Regexp help.

Discussion in 'Perl Misc' started by Cab, Jun 2, 2006.

  1. Cab

    Cab Guest

    Hi all.

    I'm trying to set up a script to strip out URL's from the body of a
    Usenet post.

    Any clues please? I have some expressions that I'm using, but they're
    very long winded and inefficient, as seen below. At the moment, I've
    done this in bash, but want to eventually set up a perl script to do
    this.

    So far I've got this small script that will remove URLs that start at
    the beginning of a line, into a file. This is the easy part (Note, I
    know this is messy, but this is still a dev script, at the moment).

    ---
    echo remove spaces from the start of lines
    sed 's/^ *//g' sorted_file > 1

    echo Remove all '>' from a file.
    sed '/>/d' 1 > 2

    echo uniq the file
    uniq 2 > 3


    echo Move all lines beginning with http or www into another file
    sed -n '/^http/p' 3 > 4
    sed -n '/^www/p' 3 >> 4

    echo Remove all junk on lines from "space" to EOL
    sed '/ .*$/d' 4 > 4.1

    echo uniq the file
    uniq 4.1 > 4.2

    echo So far, I've got a file with all www and http only.
    mv 4.2 http_and_www_only
    ---

    Once I've stripped these lines (easy enough), I have a file that
    remains like this:

    ----
    And the URL is:
    Anton, try reading: url:http://ukrm.net/faq/UKRMsCBT.html
    Anyone got any experience with http://www.girlsbike2.com/ ? SWMBO needs
    Anyone still got the url of the pages about the woman who keeps going
    Are available on: http://www.spete.net/ukrm/sedan06/index.html
    are July 6-8. The reason being "Power Big Meet",
    http://www.bigmeet.com/ ,
    Are you sure? http://www.usgpru.net/
    a scout around www.nslu2-linux.org - and perhaps there isn't any easier
    asked where the sinks were and if you could plug curling tongs into the
    ----

    The result I want is a list like the following:

    http://ukrm.net/faq/UKRMsCBT.html
    http://www.girlsbike2.com/
    http://www.spete.net/ukrm/sedan06/index.html
    http://www.bigmeet.com/
    http://www.usgpru.net/
    www.nslu2-linux.org

    Can anyone give me some clues or pointers to websites where I can go
    into this in more detail please?

Excerpts from a point labeling dataset
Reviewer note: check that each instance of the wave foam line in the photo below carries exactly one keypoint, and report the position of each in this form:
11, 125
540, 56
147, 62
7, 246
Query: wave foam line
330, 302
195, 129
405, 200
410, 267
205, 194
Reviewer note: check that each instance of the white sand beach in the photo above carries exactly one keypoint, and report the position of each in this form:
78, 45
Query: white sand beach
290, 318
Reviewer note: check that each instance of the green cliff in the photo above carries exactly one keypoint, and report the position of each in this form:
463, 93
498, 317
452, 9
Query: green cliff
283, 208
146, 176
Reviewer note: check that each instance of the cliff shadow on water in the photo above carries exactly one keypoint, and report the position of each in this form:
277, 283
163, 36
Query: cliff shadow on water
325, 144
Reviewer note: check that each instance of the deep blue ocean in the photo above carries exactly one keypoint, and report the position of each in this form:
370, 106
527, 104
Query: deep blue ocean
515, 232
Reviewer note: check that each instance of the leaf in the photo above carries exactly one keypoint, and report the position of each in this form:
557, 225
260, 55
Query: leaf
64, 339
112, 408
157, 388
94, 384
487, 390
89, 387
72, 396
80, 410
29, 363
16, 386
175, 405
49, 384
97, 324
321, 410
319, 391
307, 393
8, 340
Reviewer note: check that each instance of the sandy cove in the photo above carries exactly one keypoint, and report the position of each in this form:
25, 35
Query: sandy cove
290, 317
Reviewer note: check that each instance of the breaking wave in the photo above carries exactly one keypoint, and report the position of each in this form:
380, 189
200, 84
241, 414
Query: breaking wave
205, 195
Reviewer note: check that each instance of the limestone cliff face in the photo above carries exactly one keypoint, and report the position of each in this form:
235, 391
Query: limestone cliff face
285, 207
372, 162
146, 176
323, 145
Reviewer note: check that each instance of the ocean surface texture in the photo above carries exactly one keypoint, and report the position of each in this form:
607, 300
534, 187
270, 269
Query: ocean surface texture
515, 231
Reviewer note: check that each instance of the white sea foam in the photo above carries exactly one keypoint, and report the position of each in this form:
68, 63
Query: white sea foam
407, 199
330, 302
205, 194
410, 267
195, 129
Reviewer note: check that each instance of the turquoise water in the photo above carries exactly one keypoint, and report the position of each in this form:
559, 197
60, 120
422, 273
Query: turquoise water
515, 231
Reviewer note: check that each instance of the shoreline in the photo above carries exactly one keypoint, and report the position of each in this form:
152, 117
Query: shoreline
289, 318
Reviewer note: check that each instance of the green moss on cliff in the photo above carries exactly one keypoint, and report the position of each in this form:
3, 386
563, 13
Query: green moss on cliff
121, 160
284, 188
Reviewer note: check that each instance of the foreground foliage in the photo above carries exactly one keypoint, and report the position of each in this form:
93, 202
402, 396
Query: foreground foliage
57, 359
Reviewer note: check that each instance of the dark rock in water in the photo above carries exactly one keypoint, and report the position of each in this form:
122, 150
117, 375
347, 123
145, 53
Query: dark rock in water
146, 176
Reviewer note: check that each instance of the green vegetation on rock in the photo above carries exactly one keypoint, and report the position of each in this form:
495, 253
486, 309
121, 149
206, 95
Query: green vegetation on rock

◆ **WHAT YOU WILL DO**:
Reproduce the part of the Perl forum thread that starts with "Any clues please?" and runs through "from a file.".

◆ **RESULT OF THE EXERCISE**:
Any clues please? I have some expressions that I'm using, but they're
    very long winded and inefficient, as seen below. At the moment, I've
    done this in bash, but want to eventually set up a perl script to do
    this.

    So far I've got this small script that will remove URLs that start at
    the beginning of a line, into a file. This is the easy part (Note, I
    know this is messy, but this is still a dev script, at the moment).

    ---
    echo remove spaces from the start of lines
    sed 's/^ *//g' sorted_file > 1

    echo Remove all '>' from a file.